Parts of the exercise:
**a)** Check whether each of the following statements agrees with the guide to building a landing page with Claude Design. Give yes or no for each, along with the exact words from the guide that decide it. (i) The guide recommends spending ten minutes offline before opening the tool. (ii) The guide advises asking for a complete redesign after the first generation. (iii) The guide suggests starting the opening prompt with 'build me a landing page.'
**b)** Carry on the guide to building a landing page with Claude Design, picking up after its final sentence.

06How to Build a Landing Page Using Claude Design
This is where it all comes together in practice. Here's a step-by-step approach to building a landing page using Claude Design that actually looks good — not just technically functional, but visually defensible enough to show to clients or launch to the public.
Before you open the tool, spend ten minutes offline. Decide what the page is for and what the single action is you want visitors to take. Describe the specific person landing on this page. List what sections it needs — at minimum: hero, value proposition, social proof or features, and a call to action. Look at two or three reference sites in the same space and screenshot them. This is your input material.
Step 1 — Create a new project and upload references. Start the project and upload your screenshots or use the web capture tool on reference URLs. If you have a brand color palette or font choice in mind, mention it explicitly in the first prompt.
Step 2 — Write a comprehensive opening prompt. Don't start with 'build me a landing page.' Start with everything at once: Build a landing page for [Product Name], a [what it does] for [who it's for]. The page should include: a hero section with headline, subheadline, and a single CTA button; a three-column feature block; a testimonial section with two quotes; and a footer with navigation links. Visual direction: clean and modern, dark background, use [color] as the primary accent. Typography should feel premium, not generic. Refer to the screenshots I've uploaded as style references. That level of detail in the first prompt saves you four or five rounds of back-and-forth on structure.
Step 3 — Review and target specific elements, not the whole page. After the first generation, resist the urge to ask for a complete redesign. Go section by section using inline comments and chat. Click on the hero headline and comment: Headline should be larger and bold — this is the most important element on the page. Then in chat: The feature section feels too cramped. Add more spacing between cards and increase icon size. Small targeted changes compound quickly into something significantly better than one big vague request.
Step 4 — Ask Claude to critique it. Once you have a design you mostly like, ask: Review this landing page for visual hierarchy, readability, and conversion best practices. What would you change? Claude will often flag things you missed — contrast issues on text, a CTA that gets lost against the background, sections that feel disconnected.

Stored entries
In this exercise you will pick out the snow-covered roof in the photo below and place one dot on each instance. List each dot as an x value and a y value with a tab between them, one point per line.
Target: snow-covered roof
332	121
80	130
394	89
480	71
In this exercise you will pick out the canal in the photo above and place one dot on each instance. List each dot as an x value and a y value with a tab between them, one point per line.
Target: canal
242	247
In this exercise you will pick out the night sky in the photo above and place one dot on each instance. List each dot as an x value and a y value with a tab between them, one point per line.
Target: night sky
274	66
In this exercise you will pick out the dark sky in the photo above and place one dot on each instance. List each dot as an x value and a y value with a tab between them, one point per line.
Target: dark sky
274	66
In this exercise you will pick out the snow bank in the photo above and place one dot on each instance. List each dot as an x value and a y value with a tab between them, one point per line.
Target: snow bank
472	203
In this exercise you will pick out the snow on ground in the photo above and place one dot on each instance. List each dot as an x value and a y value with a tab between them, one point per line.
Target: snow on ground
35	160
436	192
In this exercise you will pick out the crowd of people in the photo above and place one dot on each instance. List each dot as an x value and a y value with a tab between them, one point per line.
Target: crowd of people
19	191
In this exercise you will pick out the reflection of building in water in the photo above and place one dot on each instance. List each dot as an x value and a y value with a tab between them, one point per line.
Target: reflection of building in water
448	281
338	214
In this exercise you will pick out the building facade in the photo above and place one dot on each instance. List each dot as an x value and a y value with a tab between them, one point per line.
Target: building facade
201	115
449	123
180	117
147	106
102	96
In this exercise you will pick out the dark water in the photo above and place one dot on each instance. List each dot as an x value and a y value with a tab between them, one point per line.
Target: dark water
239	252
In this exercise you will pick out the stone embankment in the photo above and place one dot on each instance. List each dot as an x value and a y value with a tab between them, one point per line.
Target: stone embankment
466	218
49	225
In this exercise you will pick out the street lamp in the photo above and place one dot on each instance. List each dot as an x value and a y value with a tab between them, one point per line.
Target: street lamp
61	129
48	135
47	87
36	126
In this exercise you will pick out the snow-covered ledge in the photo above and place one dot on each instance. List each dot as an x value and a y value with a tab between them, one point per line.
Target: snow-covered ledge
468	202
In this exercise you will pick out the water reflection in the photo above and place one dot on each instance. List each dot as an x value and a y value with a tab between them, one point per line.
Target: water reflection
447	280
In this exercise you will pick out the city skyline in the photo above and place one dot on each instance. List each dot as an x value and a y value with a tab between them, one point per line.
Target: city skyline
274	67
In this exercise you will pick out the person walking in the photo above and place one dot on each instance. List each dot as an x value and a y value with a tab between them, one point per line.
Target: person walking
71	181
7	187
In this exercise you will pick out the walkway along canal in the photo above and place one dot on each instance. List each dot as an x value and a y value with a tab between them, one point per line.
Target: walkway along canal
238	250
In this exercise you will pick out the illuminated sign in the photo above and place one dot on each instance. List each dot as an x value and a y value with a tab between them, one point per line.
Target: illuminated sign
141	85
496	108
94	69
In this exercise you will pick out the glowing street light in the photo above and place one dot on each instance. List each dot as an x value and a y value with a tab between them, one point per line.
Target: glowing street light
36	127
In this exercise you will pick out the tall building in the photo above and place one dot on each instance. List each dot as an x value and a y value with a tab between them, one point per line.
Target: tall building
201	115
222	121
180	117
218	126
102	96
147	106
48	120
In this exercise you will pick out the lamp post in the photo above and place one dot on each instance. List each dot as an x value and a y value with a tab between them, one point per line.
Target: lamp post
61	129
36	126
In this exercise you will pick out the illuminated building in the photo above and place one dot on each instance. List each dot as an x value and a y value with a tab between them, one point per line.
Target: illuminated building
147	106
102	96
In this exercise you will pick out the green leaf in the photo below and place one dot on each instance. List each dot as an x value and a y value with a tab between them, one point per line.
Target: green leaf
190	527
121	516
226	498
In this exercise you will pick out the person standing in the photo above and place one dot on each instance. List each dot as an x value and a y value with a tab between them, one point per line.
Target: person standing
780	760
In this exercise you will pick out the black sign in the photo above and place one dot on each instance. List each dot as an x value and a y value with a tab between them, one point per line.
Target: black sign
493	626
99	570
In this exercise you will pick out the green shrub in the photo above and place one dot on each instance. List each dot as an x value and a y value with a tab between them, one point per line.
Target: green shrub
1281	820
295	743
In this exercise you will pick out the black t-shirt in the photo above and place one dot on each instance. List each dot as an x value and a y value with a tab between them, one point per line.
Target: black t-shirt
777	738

Answers to the exercise:
**a)**
(i) Yes: "Before you open the tool, spend ten minutes offline."
(ii) No: "After the first generation, resist the urge to ask for a complete redesign."
(iii) No: "Don't start with 'build me a landing page.'"

**b)**
Step 5 — Export in the right format. For a landing page you plan to actually deploy, export as standalone HTML if you want to host it as a static file or hand it to a developer. Send to Claude Code if you want it rebuilt as a proper Next.js or React component — this is the cleanest handoff for anyone building on a real framework. Send to Canva if the marketing team needs to edit it without touching code.
07The Honest Verdict
Claude Design is genuinely impressive for a day-one research preview. The design system extraction from a codebase is the kind of feature that sounds like a demo trick until you actually see it apply your brand's exact button radius and primary color to a prototype you generated from a two-line prompt.
The credit consumption is real and worth planning around. The inline comment bug is real and annoying. And like any AI tool, the quality of output is tightly correlated to the quality of input — a vague prompt gets a vague design.
But for founders, product managers, and marketers who have never opened Figma? This is the tool that finally makes visual work accessible without a week-long learning curve. And for designers who spend too much time on first drafts? It's a legitimate exploration accelerator.
If you're building a product right now and need to move fast on the visual layer, Claude Design is worth the thirty minutes it takes to set up your design system correctly. The compounding value of having your brand applied automatically to every project from that point forward is significant — especially if you're generating a lot of design work across a team.
Watch this space. It launched three days ago. It's already changed the conversation.